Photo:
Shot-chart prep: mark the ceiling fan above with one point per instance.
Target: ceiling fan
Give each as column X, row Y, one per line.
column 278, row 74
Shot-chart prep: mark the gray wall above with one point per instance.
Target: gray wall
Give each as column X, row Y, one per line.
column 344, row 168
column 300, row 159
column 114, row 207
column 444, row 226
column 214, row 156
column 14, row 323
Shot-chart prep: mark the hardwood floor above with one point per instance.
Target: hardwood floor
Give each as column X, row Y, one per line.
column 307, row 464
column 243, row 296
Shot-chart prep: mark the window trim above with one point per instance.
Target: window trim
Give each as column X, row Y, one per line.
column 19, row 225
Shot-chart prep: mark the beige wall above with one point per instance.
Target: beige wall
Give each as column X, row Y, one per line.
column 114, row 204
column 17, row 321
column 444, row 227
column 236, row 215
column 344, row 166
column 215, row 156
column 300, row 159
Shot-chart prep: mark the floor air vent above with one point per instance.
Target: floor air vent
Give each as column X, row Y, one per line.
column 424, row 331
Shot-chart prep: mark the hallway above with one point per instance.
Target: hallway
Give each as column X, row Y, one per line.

----

• [Assignment]: Copy out each line of the listing where the string "trim" appears.

• [Answer box]:
Shot-chart prep: mark the window trim above with one point per instance.
Target: window trim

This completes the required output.